▶ [Problem description]:
Copy all lines in the material holding the string "distant".

▶ [Records for this task]:
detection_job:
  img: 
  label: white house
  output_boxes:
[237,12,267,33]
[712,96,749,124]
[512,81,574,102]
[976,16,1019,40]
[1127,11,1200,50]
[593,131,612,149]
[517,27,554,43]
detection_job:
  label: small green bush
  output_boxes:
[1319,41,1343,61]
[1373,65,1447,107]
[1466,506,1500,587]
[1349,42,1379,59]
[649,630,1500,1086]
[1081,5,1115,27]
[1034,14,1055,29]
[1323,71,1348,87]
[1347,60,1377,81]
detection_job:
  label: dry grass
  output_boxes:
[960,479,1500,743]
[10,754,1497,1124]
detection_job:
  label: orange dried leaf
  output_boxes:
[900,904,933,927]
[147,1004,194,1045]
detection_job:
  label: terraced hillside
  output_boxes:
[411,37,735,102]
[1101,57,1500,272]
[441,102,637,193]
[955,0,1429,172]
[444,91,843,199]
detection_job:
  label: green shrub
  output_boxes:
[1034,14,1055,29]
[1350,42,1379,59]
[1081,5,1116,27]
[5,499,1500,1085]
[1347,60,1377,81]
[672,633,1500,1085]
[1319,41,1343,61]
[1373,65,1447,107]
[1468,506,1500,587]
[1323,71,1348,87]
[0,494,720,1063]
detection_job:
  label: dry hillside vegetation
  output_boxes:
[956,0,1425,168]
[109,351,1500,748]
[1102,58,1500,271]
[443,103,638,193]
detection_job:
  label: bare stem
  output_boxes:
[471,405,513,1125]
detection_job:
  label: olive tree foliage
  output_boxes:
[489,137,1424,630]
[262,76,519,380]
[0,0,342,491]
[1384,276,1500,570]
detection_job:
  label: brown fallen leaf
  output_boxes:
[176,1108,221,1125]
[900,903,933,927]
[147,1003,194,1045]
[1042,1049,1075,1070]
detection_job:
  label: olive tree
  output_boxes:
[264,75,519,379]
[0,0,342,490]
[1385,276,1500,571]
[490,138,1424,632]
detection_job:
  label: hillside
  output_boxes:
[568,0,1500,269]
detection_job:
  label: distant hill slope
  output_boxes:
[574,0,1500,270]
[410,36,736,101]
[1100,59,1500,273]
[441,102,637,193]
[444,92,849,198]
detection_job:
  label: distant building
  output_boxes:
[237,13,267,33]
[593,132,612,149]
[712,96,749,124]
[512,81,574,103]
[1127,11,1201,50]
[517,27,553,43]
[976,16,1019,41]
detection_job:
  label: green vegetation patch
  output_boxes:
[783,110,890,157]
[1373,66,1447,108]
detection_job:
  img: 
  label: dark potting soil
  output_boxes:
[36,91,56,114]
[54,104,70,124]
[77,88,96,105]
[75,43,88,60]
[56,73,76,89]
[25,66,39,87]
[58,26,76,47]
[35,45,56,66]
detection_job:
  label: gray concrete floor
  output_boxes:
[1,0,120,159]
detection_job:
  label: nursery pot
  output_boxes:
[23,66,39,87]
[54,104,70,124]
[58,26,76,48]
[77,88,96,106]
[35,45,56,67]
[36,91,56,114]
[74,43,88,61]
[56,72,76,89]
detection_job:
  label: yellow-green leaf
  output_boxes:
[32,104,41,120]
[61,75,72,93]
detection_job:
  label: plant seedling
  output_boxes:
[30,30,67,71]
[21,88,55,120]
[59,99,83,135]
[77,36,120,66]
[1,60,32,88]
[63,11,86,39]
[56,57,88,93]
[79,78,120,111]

▶ [Result below]:
  label: distant hill slope
  label: distant building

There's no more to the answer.